== WHAT THE EXERCISE ASKS ==
In this exercise, every entry is to be copied exactly.

== MATERIAL FOR THIS TASK ==
- - -

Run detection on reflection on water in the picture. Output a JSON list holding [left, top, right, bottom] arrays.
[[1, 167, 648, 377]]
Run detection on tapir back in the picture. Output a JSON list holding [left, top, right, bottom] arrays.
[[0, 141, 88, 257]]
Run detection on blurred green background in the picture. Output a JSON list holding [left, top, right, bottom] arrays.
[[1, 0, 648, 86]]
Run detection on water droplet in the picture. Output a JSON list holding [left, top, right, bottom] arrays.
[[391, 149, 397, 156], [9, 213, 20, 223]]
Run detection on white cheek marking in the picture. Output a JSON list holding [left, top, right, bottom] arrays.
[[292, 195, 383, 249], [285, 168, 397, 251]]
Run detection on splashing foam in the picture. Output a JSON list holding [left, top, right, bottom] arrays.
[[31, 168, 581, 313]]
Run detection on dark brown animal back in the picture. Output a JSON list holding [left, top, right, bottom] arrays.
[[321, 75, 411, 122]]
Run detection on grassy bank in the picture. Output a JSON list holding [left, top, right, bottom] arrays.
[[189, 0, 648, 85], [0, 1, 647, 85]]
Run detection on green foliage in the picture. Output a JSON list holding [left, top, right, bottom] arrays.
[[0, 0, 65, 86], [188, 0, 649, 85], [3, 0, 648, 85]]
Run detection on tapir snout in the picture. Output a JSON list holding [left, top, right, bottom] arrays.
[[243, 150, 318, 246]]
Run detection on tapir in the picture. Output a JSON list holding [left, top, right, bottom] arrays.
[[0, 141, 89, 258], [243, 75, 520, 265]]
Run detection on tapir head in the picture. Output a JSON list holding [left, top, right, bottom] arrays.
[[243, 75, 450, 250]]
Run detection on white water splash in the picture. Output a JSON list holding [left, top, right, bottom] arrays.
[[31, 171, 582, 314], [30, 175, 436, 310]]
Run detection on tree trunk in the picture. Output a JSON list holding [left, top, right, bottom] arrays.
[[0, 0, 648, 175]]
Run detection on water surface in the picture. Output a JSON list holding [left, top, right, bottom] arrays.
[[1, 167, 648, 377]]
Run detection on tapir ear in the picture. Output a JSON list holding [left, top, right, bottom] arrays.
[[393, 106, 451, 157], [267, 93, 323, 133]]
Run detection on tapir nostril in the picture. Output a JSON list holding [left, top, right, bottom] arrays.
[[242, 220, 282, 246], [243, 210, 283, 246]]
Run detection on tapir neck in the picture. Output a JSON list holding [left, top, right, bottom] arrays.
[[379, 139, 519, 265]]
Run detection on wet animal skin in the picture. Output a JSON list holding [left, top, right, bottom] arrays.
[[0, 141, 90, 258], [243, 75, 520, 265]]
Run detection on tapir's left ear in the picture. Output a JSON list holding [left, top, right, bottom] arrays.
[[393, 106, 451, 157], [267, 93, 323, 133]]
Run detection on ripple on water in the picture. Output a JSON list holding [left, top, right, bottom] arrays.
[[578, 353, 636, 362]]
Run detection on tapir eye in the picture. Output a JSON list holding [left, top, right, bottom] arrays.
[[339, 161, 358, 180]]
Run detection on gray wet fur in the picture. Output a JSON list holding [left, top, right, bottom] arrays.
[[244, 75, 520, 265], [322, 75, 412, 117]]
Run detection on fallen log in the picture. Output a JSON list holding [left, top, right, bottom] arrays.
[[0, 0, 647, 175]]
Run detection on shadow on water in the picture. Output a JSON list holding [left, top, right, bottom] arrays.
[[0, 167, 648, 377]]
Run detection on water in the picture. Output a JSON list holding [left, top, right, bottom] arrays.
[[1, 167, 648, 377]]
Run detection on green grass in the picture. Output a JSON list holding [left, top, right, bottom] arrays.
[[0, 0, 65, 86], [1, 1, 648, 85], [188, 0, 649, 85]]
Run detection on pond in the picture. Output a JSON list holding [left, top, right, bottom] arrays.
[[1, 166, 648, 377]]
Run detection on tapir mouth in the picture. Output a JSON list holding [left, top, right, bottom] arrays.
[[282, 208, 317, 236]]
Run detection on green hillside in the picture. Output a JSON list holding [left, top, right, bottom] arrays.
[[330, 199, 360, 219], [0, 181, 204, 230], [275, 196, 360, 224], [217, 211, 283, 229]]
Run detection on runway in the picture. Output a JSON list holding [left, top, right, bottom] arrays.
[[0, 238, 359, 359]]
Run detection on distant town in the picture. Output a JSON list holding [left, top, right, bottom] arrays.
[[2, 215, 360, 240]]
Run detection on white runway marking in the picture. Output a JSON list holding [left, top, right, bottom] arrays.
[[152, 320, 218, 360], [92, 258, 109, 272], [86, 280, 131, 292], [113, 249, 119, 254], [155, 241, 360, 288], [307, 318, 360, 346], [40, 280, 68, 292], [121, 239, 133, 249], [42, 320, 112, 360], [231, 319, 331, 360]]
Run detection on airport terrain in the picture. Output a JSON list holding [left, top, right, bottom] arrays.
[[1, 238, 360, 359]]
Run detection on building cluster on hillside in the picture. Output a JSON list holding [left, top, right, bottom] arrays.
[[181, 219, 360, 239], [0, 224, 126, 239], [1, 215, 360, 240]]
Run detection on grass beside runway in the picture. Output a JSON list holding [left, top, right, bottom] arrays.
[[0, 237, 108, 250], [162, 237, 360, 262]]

- - -

== EXERCISE OUTPUT ==
Run detection on reflection on water in the picture. Output a JSON list holding [left, top, right, bottom] arrays.
[[1, 167, 648, 377]]
Run detection on tapir back in the picture. Output a JSON list holding [left, top, right, bottom] arrays.
[[0, 141, 88, 257]]
Run detection on blurred green background in the picture. Output a JSON list holding [left, top, right, bottom] arrays.
[[1, 0, 648, 86]]
Run detection on water droplet in the picture. Output a JSON list holding [left, top, right, bottom] arrays.
[[391, 149, 397, 156], [9, 213, 20, 223]]
Run detection on white cheek marking in the picture. Output a JSON list holding [left, top, right, bottom] arrays.
[[292, 195, 383, 249], [285, 168, 397, 251]]
Run detection on splashing foam in the picture. Output a JSON list holding [left, top, right, bottom] arrays.
[[31, 168, 581, 313]]
Run detection on dark brown animal back in the picture. Output a JSON list holding [left, top, right, bottom] arrays.
[[321, 75, 411, 122]]
Run detection on grassy bank in the picture. Output a JSON list holding [left, top, right, bottom] arrays.
[[189, 0, 648, 85], [0, 1, 647, 85]]
Run detection on green foliage in the picture. Output a JSON list holding [left, top, right, bottom] arrays.
[[0, 0, 65, 86], [188, 0, 649, 85], [3, 0, 648, 85]]
Run detection on tapir snout in the picture. Output a JSON list holding [left, top, right, bottom] arrays.
[[243, 150, 318, 246]]
Run detection on tapir in the picture. Output a JSON list holding [left, top, right, bottom] arrays.
[[0, 141, 89, 258], [243, 75, 520, 265]]
Run detection on tapir head in the picture. Output a JSON list holding [left, top, right, bottom] arrays.
[[243, 75, 450, 250]]
Run detection on white water splash in the picture. Output a JSON list holding [left, top, right, bottom] arrays.
[[31, 171, 582, 314], [30, 175, 436, 310]]
Run detection on tree trunk in the picture. Output a JSON list holding [left, top, right, bottom] arrays.
[[0, 0, 648, 175]]
Run detection on water surface in the picture. Output a JSON list holding [left, top, right, bottom] arrays.
[[1, 167, 648, 377]]
Run detection on tapir ear in the picture. Output a JSON list holding [left, top, right, bottom] arrays.
[[393, 106, 451, 157], [267, 93, 323, 133]]
Run detection on tapir nostril in the picture. Output a JSON list holding [left, top, right, bottom] arrays.
[[242, 220, 282, 246], [243, 210, 283, 246]]
Run detection on tapir neck in the picture. Output a JSON list holding [left, top, right, bottom] arrays.
[[379, 139, 519, 265]]
Run detection on wet animal skin in the picture. Output a JSON list holding [left, top, right, bottom] arrays.
[[0, 141, 90, 258], [243, 75, 520, 265]]
Run detection on tapir's left ear in the picture. Output a JSON list holding [left, top, right, bottom] arrays.
[[393, 106, 451, 157], [267, 93, 323, 133]]
Run detection on ripple on water in the picture. Output a JSON list holding [left, top, right, bottom] arrays.
[[578, 353, 636, 362]]
Run detection on tapir eye in the picture. Output a JSON list holding [left, top, right, bottom] arrays.
[[339, 161, 358, 180]]
Run detection on gray wet fur in the picture. Output a JSON list holding [left, top, right, bottom] arrays.
[[244, 75, 520, 265], [322, 75, 412, 117]]
Run detection on fallen log in the picture. Output a JSON list holding [left, top, right, bottom] arrays.
[[0, 0, 647, 175]]
Run detection on shadow on water in the picture. Output a JSON list holding [left, top, right, bottom] arrays.
[[0, 167, 648, 377]]
Run detection on water in the picture. Output a JSON list holding [left, top, right, bottom] arrays.
[[1, 167, 648, 377]]
Run detection on green grass in the picture. Output a JSON list holding [left, top, right, bottom] arrays.
[[0, 0, 65, 86], [1, 1, 648, 85], [188, 0, 649, 85]]
Run detection on pond in the picture. Output a JSON list holding [left, top, right, bottom] arrays.
[[1, 166, 648, 377]]
Run detection on tapir mouth in the picture. Output a JSON list holding [left, top, right, bottom] arrays.
[[282, 208, 317, 236]]
Run detection on green hillside in the picture. Output a JSON list holding [left, top, right, bottom] arrays.
[[330, 199, 360, 219], [0, 181, 204, 230], [275, 196, 360, 224], [217, 211, 283, 229]]
Run detection on runway in the picture. Output a JSON list holding [left, top, right, bottom] arrays.
[[0, 238, 359, 359]]
Run detection on distant town in the picture. Output a JSON list holding [left, top, right, bottom] arrays.
[[2, 215, 360, 240]]
Run detection on white runway marking in the picture. Output a JSON list holding [left, top, right, bottom] arrays.
[[152, 320, 218, 360], [92, 258, 109, 272], [86, 280, 131, 292], [113, 249, 119, 254], [155, 241, 360, 288], [307, 318, 360, 346], [40, 280, 68, 292], [121, 239, 133, 249], [42, 320, 112, 360], [231, 319, 331, 360]]
Run detection on airport terrain in the picture. Output a JSON list holding [left, top, right, bottom] arrays.
[[1, 238, 360, 359]]
Run detection on building cluster on hillside in the picture. Output a JSON list holding [left, top, right, bottom] arrays.
[[181, 219, 360, 239], [0, 224, 126, 239], [1, 215, 360, 240]]
Run detection on grass beside runway in the picture. Output a JSON list holding [left, top, right, bottom] arrays.
[[0, 237, 108, 250], [162, 237, 360, 262]]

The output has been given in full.